◆ **TEXT**
=======
Assuming you know what someone is thinking or is going to say before they finish speaking can lead to misunderstandings and create friction. Instead, practice coming from a beginner’s mind and suspend judgment until you’ve heard them through. Then, from a place of curiosity, ask clarifying questions and encourage the speaker to elaborate on their thoughts. This approach ensures that you are seeking to understand their point of view and allows room for possibilities.

Using ambiguous language

Vague or unclear language can also result in a disconnect and miscommunication. Strive for clarity by being specific and concise in expressing your needs or requests. Be mindful of your choice of words, and if necessary, provide examples or further explanations to ensure your message is understood accurately. Check for alignment by asking the listener to summarize or paraphrase what you said. 

Ignoring nonverbal cues

Communication is not just about words. Nonverbal language plays a significant role as well. Pay attention to body language, facial expressions, and tone of voice, and the energy of a room, as they often convey additional information or emotions that will inform the best way for you to communicate effectively. Likewise, be aware of your own nonverbal cues and ensure they are in sync with your intended message. If you notice any inconsistencies, adjust accordingly.

Lack of empathy

Empathy is essential for effective communication. Failing to consider and appreciate the emotions and standpoint of others can lead to rifts in communication, which may lead to rifts in relationships. Practice empathy by putting yourself in the other person’s shoes, acknowledging their feelings, and responding with compassion. Call people IN vs. calling them OUT, by validating their experiences and show that you genuinely care about their thoughts. Empathy creates connection and can quickly shift communication for the better.
=======
◆ **SET TASKS**
**a.** Decide whether each statement below agrees with the text on communication pitfalls above, answering yes or no and quoting the words of the text that settle it: (i) The text suggests asking the listener to summarize or paraphrase what you said. (ii) The text treats nonverbal language as playing only a minor role. (iii) The text advises calling people out rather than calling them in.
**b.** Name every nonverbal signal that the text on communication pitfalls tells readers to pay attention to.
**c.** Extend the text on communication pitfalls with a new section in the same style, beginning after its final sentence.

◆ **RECORDED INFORMATION**
=======
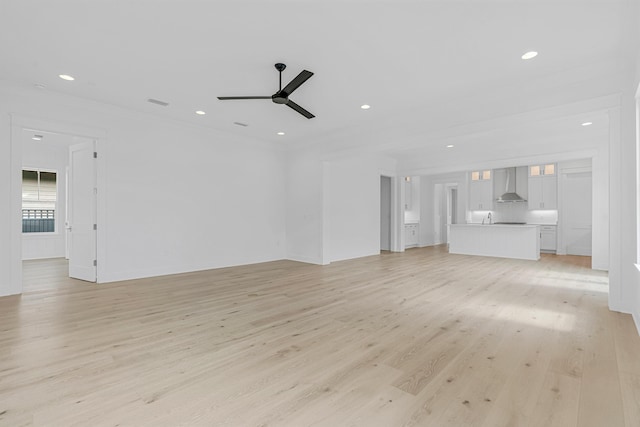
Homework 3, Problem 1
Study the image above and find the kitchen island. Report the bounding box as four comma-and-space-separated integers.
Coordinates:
449, 224, 540, 260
=======
◆ **OUTPUTS BY TASK**
**a.**
(i) Yes: "Check for alignment by asking the listener to summarize or paraphrase what you said."
(ii) No: "Nonverbal language plays a significant role as well."
(iii) No: "Call people IN vs. calling them OUT"

**b.** body language, facial expressions, tone of voice, the energy of a room

**c.**
Poor feedback delivery

Providing feedback in a constructive, respectful, and kind manner is vital for fostering healthy communication and development. Avoid criticizing, blaming, or shaming others or making it personal, and focus on specific behaviors or situations. Use “I” statements to express your observations or concerns, as this helps to avoid sounding accusatory. Additionally, offer suggestions for improvement and be open to receiving feedback yourself. Frame feedback as an opportunity for growth and use it as a gateway for partnership. “How can I help you implement this feedback?” It also always helps to begin delivering feedback by sharing what you appreciate about this person and what’s working. 

BOTTOM LINE

By recognizing and addressing these common communication errors, you can enhance your ability to connect with others, build stronger relationships, and minimize misunderstandings. Remember, effective communication is a skill that can be developed with practice and mindfulness. And this begins with your choice to do so. The more we choose to show up with this intent to communicate in healthy ways, the more peace, trust, understanding and compassion there will be in our homes, workplaces, communities and beyond. 

The power is in your hands. What will you choose?